→ TASK INSTRUCTIONS
Repeat the listing below line for line, without changing anything.

=====

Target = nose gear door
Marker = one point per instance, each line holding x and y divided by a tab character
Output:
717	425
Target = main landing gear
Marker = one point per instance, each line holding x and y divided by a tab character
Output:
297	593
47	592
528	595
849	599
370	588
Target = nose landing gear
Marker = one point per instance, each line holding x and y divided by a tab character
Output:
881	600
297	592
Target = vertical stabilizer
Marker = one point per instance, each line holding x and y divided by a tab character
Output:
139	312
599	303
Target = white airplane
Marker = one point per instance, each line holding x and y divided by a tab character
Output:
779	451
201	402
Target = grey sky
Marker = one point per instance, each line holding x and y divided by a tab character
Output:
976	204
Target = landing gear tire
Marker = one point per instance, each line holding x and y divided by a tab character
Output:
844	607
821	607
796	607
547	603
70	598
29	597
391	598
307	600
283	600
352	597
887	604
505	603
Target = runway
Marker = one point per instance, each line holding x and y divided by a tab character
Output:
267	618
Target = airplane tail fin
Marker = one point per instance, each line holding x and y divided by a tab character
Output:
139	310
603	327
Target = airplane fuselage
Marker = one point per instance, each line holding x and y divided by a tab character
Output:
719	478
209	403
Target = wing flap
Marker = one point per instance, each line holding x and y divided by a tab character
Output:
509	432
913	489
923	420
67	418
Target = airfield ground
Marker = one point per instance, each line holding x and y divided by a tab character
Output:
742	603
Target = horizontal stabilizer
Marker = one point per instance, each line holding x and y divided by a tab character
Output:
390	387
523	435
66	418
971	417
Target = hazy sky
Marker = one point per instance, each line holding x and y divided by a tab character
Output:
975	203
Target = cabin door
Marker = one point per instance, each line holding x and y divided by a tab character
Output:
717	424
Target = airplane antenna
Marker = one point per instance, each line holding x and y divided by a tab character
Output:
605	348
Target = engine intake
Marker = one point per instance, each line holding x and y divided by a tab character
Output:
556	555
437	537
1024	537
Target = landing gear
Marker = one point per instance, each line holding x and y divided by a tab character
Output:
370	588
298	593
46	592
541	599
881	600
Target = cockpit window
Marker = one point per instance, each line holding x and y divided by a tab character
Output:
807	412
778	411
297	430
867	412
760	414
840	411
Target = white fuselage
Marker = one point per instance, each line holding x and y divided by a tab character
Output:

=====

→ SOLUTION TO THE PROBLEM
Target = nose gear door
Marker = one point per instance, each line holding x and y divided by a tab character
Output:
717	425
Target = main landing gear
Marker = one point per instance, each line holding x and y divided by a tab character
Output:
297	593
47	592
528	595
849	599
370	588
Target = nose landing gear
Marker = one point per instance, each line holding x and y divided by a tab character
Output:
881	600
297	592
Target = vertical stabilizer
Marker = one point per instance, each line holding x and y divided by a tab character
Output:
139	312
599	303
Target = white airplane
Marker = one point per instance, each line holding x and y divided by a tab character
Output:
779	451
201	402
Target = grey sky
Marker = one point per instance, each line holding x and y divided by a tab character
Output:
976	204
Target = landing gear tire
Marker = one point per instance, each line holding x and y divided by a tab character
Output:
844	607
821	607
796	607
547	603
70	598
29	597
391	598
307	600
283	600
352	597
887	604
505	603
Target = runway
Marker = one point per instance, each line holding x and y divided by a tab character
Output:
267	618
Target = airplane tail fin
Marker = one point per instance, each line holding x and y divided by a tab character
Output:
139	310
603	327
Target = airplane fuselage
Marker = one point per instance, each line holding x and y divided by a tab character
Output:
719	478
209	403
Target = wing flap
Marker = one point per instance, each line holding x and y divided by a tab character
Output:
509	432
913	489
923	420
67	418
Target = airfield ground
Marker = one point per instance, each line holding x and y divided by a tab character
Output:
742	603
Target = horizontal stabilizer
Marker = one point per instance, each line holding x and y divided by a tab character
Output:
390	387
523	435
66	418
971	417
Target = hazy sky
Marker = one point per instance, each line holding x and y divided by a tab character
Output:
975	203
Target = cabin door
Marker = one point per instance, each line holding x and y divided by a tab character
Output:
717	424
Target = airplane antenna
Marker = one point per instance, each line holding x and y divided by a tab character
Output:
605	348
Target = engine intake
Marker = one point per instance, each line holding x and y divided by a tab character
Output:
556	555
437	537
1024	537
Target = landing gear
Marker = one point per instance, each line holding x and y divided by a tab character
Output:
370	588
298	593
46	592
541	599
881	600
Target = cockpit window
Marker = one point per instance, each line holding x and y divided by a tab character
Output:
807	412
778	411
297	430
867	412
760	414
840	411
Target = white fuselage
Marker = one point per instance, each line holding x and y divided by a tab character
Output:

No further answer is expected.